> [Task to carry out]:
Can you give the lines in the rows below as a numbered list, starting at the line that has "Can you tell me where the building" and stopping after the line that has "324,257 -> 800,395", with blank lines left out?

(Bounding-box records)

#####

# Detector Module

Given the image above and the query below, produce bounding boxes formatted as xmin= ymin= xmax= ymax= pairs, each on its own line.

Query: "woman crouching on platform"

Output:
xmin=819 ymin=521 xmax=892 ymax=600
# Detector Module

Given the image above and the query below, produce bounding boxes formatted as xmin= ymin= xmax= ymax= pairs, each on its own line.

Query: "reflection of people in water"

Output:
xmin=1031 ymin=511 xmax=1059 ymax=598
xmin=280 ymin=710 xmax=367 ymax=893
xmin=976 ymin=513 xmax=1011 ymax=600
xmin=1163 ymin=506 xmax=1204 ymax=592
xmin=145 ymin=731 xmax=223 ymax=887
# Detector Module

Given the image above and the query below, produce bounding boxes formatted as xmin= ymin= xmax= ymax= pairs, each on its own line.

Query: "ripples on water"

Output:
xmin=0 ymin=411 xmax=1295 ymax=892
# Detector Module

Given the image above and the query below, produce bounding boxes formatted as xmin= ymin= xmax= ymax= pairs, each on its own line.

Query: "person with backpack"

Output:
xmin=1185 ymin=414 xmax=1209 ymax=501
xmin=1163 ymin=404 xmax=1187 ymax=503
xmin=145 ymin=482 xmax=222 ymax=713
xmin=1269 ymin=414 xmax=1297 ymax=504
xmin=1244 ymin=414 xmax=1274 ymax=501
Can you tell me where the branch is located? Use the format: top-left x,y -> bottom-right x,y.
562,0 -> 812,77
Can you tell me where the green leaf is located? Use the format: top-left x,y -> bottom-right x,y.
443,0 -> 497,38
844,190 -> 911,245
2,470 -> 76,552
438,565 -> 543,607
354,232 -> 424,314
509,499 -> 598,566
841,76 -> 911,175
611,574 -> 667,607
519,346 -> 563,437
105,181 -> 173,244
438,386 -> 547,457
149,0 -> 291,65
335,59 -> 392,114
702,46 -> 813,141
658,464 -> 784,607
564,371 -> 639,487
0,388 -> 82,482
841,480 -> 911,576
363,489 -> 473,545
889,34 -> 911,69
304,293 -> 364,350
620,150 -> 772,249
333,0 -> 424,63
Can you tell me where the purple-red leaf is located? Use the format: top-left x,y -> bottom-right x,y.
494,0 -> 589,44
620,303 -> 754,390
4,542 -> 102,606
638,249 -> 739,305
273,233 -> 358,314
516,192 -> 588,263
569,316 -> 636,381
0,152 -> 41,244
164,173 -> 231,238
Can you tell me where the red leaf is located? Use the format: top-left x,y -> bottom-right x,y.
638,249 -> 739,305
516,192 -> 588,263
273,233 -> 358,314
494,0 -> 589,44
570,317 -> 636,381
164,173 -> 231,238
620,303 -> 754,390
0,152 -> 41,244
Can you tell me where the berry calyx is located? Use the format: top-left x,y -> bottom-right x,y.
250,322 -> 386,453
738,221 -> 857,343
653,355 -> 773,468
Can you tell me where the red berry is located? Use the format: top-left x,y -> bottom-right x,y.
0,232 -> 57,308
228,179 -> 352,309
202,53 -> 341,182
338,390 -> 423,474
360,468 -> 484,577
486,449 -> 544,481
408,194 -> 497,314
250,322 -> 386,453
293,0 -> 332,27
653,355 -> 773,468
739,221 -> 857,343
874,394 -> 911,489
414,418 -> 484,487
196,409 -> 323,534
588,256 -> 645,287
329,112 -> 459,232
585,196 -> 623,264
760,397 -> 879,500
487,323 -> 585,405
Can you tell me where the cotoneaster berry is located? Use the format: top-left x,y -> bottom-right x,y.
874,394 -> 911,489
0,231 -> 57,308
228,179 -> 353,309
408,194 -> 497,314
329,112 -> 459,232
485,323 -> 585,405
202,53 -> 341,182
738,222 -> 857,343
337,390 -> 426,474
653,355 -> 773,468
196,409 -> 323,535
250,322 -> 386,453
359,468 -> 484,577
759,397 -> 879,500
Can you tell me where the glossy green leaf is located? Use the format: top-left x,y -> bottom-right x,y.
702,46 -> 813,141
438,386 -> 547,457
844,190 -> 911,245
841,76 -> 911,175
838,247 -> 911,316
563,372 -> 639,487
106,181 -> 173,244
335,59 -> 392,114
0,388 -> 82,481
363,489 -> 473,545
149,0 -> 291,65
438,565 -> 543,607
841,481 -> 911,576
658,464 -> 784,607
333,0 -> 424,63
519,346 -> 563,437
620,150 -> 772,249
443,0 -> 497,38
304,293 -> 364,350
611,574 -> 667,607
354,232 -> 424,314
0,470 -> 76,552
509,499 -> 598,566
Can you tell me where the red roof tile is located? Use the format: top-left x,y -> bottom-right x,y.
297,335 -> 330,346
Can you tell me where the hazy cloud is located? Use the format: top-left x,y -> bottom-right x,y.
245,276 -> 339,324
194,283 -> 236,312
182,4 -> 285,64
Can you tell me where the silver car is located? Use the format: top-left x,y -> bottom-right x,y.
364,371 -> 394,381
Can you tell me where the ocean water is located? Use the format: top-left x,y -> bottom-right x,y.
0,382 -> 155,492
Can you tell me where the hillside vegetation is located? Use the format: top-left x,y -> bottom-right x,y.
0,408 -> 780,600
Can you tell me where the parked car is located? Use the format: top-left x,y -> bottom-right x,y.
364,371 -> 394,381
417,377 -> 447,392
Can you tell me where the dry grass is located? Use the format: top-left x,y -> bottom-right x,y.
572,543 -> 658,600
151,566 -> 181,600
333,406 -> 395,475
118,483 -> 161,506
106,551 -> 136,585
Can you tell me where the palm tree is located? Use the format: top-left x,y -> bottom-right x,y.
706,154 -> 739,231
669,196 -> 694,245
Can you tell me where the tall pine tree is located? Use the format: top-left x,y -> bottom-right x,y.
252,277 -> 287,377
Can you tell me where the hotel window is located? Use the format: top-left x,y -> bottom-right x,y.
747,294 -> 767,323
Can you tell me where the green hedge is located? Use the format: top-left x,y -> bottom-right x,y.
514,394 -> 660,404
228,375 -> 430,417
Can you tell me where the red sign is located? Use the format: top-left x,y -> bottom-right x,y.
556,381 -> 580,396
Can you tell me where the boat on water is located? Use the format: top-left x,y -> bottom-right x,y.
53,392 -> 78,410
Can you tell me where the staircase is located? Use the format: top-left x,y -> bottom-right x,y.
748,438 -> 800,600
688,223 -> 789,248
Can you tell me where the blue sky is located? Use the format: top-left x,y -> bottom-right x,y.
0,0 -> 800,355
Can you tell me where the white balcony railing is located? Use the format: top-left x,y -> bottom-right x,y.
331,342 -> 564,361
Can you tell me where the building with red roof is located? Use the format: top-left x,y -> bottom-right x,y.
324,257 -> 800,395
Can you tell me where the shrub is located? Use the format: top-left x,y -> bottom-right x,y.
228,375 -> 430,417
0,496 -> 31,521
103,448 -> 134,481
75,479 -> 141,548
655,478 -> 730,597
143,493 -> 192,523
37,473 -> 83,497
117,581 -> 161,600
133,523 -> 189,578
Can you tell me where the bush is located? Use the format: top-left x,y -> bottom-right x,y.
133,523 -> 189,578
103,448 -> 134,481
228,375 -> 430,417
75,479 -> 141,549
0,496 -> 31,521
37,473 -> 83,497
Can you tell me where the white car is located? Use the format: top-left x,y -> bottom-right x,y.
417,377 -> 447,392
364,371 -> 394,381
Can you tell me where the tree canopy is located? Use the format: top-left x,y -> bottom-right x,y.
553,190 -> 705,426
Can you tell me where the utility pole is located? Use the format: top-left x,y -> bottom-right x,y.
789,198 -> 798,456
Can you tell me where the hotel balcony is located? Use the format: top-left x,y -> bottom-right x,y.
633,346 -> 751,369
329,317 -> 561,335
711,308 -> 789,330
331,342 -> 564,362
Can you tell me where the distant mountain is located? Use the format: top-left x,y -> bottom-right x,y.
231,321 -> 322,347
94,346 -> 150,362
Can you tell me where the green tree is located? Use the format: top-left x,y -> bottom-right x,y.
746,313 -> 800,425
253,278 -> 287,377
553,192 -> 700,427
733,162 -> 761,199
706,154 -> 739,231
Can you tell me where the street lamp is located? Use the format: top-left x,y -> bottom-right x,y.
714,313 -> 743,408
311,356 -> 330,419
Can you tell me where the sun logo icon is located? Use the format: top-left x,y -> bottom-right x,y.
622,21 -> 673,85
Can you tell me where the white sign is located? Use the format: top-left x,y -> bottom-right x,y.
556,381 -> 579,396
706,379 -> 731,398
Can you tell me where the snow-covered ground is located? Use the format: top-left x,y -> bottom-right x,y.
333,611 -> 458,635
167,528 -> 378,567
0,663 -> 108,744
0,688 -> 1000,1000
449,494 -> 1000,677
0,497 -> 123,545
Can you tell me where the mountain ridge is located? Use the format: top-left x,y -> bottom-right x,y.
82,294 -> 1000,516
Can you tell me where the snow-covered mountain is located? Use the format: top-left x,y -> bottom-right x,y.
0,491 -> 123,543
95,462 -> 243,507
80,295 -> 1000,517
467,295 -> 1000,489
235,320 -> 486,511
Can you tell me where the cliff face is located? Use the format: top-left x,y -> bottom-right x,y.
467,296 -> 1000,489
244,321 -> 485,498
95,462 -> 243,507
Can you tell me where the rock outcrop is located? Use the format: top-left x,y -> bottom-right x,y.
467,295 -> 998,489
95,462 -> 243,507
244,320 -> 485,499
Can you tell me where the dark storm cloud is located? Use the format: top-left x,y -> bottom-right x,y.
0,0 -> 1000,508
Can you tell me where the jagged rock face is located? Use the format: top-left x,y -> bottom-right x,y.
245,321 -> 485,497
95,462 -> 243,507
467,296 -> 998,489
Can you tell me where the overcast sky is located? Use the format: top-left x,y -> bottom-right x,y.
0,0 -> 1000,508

#####

> [Written solution]:
1. Can you tell me where the building with red roof is located? Use the format: top-left x,y -> bottom-right x,y.
2. 324,257 -> 800,395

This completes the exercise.